Data for processing:
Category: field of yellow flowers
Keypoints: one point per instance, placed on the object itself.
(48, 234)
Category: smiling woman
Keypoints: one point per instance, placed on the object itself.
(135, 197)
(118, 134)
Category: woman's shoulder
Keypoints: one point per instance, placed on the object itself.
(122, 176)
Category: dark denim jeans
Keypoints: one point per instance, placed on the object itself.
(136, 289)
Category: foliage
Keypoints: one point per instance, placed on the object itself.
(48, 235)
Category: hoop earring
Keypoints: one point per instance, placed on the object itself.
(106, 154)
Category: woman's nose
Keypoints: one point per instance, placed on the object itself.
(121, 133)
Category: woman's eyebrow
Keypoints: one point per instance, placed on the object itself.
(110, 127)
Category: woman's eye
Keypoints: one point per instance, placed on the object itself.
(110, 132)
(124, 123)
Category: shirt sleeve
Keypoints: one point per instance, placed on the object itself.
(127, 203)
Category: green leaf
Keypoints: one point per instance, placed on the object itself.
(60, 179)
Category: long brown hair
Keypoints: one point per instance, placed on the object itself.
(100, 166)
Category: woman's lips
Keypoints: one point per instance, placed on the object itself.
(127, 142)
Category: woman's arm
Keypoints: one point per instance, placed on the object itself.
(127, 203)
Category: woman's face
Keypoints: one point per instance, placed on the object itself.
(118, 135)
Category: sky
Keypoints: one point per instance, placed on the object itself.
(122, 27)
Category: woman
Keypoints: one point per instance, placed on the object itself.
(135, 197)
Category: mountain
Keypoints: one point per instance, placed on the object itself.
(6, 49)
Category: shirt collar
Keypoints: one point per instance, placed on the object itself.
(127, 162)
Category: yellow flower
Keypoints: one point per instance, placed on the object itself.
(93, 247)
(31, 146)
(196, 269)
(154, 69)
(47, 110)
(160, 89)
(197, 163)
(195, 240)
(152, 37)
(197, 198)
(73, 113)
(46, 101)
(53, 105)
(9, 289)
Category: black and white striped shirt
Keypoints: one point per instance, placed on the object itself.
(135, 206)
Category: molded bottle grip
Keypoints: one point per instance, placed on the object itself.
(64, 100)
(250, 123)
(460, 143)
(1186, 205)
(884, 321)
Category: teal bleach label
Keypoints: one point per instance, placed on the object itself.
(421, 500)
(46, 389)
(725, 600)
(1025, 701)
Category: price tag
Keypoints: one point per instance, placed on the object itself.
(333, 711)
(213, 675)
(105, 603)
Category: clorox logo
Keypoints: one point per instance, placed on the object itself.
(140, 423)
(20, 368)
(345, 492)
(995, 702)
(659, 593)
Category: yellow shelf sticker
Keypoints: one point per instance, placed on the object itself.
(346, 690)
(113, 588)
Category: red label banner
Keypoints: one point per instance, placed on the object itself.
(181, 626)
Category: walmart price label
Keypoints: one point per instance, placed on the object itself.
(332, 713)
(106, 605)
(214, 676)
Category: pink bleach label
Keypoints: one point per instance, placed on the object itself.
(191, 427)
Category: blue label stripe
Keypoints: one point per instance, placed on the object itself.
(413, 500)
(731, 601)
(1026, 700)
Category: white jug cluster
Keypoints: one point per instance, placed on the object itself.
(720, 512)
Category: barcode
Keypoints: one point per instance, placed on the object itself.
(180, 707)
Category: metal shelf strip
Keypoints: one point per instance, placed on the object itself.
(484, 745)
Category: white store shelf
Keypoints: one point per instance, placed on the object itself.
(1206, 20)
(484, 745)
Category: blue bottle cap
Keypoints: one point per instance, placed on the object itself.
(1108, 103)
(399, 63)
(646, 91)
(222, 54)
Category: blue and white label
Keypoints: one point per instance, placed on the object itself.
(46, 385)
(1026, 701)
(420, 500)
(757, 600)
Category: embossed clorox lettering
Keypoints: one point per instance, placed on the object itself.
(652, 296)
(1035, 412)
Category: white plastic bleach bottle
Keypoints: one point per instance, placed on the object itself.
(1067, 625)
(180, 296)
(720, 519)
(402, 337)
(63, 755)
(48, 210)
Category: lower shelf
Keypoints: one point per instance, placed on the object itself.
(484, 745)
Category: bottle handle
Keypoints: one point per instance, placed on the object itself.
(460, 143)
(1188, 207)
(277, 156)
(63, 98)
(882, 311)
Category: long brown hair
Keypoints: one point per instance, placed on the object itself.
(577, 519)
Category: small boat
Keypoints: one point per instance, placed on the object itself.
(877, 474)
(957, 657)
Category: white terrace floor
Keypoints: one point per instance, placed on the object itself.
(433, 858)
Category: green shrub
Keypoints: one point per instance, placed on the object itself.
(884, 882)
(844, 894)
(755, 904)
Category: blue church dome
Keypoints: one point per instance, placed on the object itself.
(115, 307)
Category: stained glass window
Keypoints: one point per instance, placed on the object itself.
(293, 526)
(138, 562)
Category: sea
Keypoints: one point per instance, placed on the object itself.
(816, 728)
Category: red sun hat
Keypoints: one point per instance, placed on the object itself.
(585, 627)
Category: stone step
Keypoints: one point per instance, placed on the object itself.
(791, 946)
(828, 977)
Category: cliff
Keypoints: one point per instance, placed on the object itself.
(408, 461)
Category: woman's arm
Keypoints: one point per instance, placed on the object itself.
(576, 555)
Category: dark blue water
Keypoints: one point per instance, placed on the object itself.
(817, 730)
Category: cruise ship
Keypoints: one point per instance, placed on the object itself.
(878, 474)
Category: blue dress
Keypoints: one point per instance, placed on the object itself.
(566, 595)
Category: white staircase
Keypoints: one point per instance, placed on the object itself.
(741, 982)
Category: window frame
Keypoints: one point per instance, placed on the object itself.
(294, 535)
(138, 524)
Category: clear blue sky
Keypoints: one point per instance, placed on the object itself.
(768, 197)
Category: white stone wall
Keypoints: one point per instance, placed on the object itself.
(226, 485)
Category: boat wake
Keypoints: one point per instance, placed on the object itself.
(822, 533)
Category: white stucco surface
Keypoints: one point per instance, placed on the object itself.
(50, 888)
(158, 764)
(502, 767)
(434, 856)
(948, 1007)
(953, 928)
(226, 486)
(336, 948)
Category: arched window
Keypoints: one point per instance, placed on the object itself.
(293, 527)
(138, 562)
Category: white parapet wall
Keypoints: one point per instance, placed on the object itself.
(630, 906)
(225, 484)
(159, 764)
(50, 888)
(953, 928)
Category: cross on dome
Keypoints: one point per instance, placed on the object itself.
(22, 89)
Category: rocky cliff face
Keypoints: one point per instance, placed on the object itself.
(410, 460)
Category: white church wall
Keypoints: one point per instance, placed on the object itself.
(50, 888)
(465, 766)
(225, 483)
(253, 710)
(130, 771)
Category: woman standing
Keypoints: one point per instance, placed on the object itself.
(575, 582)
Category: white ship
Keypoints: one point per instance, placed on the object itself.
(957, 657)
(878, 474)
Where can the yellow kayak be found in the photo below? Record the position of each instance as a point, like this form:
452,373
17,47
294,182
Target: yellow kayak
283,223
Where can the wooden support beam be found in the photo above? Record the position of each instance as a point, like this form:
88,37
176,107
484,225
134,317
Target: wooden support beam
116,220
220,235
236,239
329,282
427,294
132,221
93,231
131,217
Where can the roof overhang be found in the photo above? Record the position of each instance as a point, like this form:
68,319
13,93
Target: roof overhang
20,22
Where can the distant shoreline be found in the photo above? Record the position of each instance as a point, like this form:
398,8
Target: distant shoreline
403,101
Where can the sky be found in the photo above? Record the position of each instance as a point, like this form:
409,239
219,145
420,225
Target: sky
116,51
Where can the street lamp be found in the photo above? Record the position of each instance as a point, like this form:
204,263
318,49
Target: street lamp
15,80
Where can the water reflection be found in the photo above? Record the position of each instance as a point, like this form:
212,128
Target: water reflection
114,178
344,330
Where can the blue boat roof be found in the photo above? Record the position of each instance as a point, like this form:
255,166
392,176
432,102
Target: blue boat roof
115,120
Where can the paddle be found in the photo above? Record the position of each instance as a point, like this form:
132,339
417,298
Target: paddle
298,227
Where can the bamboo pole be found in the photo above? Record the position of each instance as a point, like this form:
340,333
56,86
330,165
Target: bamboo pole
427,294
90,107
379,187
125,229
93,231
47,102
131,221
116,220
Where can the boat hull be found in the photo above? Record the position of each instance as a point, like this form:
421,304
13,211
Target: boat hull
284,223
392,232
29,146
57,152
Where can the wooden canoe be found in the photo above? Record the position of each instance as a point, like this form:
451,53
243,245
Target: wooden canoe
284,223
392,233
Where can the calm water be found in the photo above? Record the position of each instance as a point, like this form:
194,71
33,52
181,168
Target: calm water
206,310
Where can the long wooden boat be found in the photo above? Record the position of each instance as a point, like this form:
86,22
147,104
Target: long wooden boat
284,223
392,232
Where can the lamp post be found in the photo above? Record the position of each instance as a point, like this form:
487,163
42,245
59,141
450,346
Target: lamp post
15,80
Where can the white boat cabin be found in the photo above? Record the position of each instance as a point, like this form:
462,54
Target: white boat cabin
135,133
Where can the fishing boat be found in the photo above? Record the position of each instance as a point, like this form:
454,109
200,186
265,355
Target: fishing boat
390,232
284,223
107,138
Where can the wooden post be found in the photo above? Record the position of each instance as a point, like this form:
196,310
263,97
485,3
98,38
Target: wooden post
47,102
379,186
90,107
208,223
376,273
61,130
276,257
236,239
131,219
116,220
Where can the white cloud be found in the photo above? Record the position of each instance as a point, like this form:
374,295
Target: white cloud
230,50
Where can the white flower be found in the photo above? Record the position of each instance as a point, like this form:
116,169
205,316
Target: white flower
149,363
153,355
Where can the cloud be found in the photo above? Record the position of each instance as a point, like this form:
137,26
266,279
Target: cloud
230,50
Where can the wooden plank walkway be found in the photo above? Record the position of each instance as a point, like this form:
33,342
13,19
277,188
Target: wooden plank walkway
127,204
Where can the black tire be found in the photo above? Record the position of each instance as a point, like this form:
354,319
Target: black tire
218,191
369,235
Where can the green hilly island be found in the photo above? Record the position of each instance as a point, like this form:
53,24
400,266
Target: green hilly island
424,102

Problem details: Copy out, word for word, the part of the entries above that begins at the line with "Category: sky" and ends at the line with "Category: blue label stripe", including both.

Response for this exercise:
Category: sky
Keypoints: one point per instance, placed on the object itself.
(122, 27)
Category: woman
Keypoints: one point per instance, placed on the object itself.
(135, 197)
Category: mountain
Keypoints: one point per instance, placed on the object itself.
(6, 49)
Category: shirt collar
Keypoints: one point per instance, placed on the object itself.
(127, 162)
Category: yellow flower
Keypoints: one point per instance, placed on the object itself.
(93, 247)
(31, 146)
(196, 269)
(154, 69)
(47, 110)
(160, 89)
(197, 163)
(195, 240)
(152, 37)
(197, 198)
(73, 113)
(46, 101)
(53, 105)
(9, 289)
Category: black and white striped shirt
Keypoints: one point per instance, placed on the object itself.
(135, 206)
Category: molded bottle grip
Keypoints: one point per instance, placed on the object itself.
(64, 100)
(250, 123)
(460, 143)
(1186, 205)
(884, 321)
Category: teal bleach label
Keypoints: one point per instance, placed on the object itself.
(421, 500)
(46, 389)
(725, 600)
(1025, 701)
Category: price tag
Keypoints: one point per instance, placed on the object itself.
(333, 711)
(213, 675)
(105, 603)
Category: clorox logo
Keypoints: one point per instance, placed on the object itself.
(140, 423)
(20, 368)
(345, 492)
(995, 702)
(659, 593)
Category: yellow shelf sticker
Keypoints: one point per instance, placed on the object itself.
(346, 690)
(113, 588)
Category: red label banner
Keypoints: one point per instance, placed on the object itself.
(181, 626)
Category: walmart price label
Keypoints: one point per instance, placed on the object itself.
(332, 713)
(106, 605)
(214, 676)
Category: pink bleach label
Keypoints: one point per instance, placed on the object itself.
(191, 427)
Category: blue label stripe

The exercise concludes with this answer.